[Location annotation dataset excerpts]
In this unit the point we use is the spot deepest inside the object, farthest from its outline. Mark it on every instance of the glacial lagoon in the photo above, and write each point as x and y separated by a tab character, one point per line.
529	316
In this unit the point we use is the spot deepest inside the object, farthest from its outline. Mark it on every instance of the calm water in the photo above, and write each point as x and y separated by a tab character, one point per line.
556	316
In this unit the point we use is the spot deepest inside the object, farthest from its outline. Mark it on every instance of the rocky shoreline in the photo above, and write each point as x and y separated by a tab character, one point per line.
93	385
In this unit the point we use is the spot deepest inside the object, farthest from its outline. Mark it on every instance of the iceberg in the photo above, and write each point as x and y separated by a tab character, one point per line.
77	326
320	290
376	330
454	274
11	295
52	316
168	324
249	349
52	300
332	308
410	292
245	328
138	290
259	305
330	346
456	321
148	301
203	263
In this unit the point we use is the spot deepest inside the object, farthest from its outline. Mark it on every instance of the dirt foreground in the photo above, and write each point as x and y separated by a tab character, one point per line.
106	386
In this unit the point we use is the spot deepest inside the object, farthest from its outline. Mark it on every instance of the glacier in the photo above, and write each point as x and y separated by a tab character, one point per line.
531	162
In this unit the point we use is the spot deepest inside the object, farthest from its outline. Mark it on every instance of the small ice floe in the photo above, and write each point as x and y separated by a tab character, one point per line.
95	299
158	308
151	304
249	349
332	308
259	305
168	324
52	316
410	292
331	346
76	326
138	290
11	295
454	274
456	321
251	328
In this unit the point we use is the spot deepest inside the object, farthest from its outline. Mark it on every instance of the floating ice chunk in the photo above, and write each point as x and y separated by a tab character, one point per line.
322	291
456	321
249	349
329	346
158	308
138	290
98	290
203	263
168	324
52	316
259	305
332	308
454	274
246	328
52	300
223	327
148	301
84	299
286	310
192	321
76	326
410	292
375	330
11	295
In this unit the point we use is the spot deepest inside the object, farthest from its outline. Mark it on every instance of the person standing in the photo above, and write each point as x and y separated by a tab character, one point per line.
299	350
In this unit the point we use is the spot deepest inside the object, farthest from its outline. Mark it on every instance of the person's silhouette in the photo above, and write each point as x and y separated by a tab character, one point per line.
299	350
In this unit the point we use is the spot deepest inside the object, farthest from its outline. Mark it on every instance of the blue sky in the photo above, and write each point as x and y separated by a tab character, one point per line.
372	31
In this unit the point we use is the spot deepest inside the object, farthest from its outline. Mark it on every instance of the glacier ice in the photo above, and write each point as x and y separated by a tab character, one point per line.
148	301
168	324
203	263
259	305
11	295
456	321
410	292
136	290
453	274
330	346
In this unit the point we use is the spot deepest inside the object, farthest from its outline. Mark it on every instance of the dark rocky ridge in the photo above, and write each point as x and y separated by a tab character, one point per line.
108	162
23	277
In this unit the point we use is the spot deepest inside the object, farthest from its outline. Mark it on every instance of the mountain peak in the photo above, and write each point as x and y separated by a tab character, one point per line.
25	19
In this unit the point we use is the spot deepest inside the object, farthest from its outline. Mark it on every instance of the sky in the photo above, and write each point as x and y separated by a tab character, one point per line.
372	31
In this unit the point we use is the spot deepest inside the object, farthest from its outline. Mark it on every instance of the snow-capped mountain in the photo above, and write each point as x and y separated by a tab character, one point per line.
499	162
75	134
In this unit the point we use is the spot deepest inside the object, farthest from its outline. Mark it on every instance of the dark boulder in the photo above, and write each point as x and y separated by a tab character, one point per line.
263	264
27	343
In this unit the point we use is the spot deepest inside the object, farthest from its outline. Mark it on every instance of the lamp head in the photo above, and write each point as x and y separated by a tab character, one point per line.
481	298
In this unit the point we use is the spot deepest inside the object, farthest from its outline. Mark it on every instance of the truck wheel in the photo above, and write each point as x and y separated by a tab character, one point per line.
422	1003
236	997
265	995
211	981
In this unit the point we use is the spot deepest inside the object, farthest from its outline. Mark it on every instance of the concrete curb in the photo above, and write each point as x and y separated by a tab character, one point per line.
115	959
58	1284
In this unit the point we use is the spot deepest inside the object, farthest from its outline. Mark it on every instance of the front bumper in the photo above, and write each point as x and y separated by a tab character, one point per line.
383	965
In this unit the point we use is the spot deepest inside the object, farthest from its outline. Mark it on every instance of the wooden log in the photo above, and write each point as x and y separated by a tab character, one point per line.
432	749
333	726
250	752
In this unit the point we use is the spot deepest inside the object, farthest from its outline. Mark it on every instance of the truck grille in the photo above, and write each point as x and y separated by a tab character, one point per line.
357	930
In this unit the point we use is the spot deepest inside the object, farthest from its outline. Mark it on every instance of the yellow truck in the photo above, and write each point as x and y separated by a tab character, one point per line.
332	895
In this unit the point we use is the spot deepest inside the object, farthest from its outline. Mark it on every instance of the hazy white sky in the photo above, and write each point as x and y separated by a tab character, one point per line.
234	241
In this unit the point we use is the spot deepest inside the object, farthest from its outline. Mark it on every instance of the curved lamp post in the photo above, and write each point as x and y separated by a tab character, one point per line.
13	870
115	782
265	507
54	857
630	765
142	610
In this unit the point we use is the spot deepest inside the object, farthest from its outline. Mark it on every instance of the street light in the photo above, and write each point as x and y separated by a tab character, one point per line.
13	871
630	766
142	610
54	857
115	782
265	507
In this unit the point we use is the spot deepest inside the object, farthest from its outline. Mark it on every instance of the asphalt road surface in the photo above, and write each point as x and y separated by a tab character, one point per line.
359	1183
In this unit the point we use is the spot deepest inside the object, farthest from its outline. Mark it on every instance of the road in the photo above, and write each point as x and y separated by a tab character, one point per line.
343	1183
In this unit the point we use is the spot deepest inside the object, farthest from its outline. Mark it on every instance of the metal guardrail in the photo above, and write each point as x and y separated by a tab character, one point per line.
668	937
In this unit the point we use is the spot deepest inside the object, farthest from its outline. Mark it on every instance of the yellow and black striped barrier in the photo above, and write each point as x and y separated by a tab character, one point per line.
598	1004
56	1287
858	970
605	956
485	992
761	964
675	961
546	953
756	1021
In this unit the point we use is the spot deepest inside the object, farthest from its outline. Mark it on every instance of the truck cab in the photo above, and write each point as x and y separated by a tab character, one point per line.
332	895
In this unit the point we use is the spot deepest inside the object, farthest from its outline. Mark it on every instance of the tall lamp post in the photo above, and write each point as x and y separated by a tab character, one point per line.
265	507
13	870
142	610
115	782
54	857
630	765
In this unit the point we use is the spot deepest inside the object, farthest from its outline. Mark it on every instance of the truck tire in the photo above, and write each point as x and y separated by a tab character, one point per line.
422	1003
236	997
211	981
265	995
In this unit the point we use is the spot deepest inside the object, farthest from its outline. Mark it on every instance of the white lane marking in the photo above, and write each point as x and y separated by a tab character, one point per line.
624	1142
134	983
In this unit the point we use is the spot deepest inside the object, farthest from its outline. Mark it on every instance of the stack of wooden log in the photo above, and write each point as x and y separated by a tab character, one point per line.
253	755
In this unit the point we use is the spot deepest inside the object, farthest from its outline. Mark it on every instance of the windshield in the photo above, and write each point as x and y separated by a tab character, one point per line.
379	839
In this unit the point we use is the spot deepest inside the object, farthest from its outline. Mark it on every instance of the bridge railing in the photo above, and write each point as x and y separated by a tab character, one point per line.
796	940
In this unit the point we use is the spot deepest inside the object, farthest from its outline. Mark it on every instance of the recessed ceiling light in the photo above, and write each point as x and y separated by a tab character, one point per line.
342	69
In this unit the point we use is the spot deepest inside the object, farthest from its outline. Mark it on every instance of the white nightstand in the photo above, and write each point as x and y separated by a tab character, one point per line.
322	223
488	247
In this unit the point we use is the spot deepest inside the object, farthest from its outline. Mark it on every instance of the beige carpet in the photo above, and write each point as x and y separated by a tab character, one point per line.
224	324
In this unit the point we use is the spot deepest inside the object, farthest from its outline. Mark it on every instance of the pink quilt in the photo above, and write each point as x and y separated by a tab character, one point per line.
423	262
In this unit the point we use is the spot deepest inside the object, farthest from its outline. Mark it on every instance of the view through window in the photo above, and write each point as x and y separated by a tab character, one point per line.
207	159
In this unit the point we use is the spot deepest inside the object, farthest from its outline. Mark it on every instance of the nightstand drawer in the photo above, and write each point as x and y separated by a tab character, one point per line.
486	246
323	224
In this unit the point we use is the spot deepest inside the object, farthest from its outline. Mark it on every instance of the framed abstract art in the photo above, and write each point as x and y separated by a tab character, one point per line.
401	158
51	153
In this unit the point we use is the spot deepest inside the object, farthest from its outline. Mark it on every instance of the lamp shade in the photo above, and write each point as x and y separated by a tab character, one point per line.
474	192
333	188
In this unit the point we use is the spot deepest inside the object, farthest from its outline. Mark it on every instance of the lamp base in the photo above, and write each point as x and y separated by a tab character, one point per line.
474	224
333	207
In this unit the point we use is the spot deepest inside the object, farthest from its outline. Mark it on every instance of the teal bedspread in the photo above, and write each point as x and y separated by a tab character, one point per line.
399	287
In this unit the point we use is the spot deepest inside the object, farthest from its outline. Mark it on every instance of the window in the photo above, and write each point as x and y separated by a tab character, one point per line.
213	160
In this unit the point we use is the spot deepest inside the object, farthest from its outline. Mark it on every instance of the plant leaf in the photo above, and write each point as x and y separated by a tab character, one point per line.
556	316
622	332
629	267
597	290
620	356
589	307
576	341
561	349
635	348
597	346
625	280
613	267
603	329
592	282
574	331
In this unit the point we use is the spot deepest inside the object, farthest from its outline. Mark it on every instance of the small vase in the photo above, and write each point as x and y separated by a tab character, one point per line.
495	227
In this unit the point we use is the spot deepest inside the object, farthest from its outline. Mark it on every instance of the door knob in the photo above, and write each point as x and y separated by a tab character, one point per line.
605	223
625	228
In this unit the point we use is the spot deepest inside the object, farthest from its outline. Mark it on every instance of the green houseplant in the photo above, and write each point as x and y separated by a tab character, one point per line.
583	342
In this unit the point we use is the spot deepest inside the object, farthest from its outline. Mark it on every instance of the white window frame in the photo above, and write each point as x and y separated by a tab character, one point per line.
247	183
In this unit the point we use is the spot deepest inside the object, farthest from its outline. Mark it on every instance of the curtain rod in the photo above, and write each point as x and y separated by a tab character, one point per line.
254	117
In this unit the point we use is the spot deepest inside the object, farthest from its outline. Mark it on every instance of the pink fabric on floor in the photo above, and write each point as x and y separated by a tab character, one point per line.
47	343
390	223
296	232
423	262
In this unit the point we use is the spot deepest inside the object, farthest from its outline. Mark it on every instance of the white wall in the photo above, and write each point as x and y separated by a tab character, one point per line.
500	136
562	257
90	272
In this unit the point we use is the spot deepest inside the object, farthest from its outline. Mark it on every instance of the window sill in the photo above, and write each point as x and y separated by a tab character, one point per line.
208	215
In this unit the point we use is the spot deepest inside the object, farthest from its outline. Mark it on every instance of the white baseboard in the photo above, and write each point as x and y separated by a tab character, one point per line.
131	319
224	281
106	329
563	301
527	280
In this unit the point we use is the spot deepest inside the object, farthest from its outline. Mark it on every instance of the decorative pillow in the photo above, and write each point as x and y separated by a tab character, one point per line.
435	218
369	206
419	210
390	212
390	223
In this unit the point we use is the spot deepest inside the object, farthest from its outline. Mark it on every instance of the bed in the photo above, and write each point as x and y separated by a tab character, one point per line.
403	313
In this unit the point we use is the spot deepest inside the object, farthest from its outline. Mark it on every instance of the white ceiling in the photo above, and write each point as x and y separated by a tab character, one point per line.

■ **The exercise**
Please quote nothing but the lines from the line with "the window sill" through the end of the data above, exactly as written, ends included.

■ **Solved exercise**
In this unit the point we use is the spot deepest inside the object, farthest from its outline. Mark it on every instance of the window sill in the photo above, and write each point as x and y separated by a tab character, one point per line.
208	215
In this unit the point we use is the spot deepest inside the object, farthest from its outline. Mark it on every instance of the white baseboard in the photo above, and write each point as x and y separated by a tab character, one point per line.
131	319
224	281
106	329
563	301
527	280
In this unit the point we use is the spot deepest inside the object, farthest from its outline. Mark it on every instance of the decorative pillow in the photo above, and write each point as x and y separated by a tab character, one point per line.
435	218
369	206
419	210
390	212
390	223
In this unit the point we use is the spot deepest inside the object, farthest from its outline. Mark it on every instance of the bed in the photo above, and write each point as x and y separated by a tab character, one point per line.
403	313
In this unit the point we use is the spot deepest inside the object, farthest from its outline. Mark it on every instance of the white ceiling in the photo above, and write each point as x and y separated by a tab character, one point per line.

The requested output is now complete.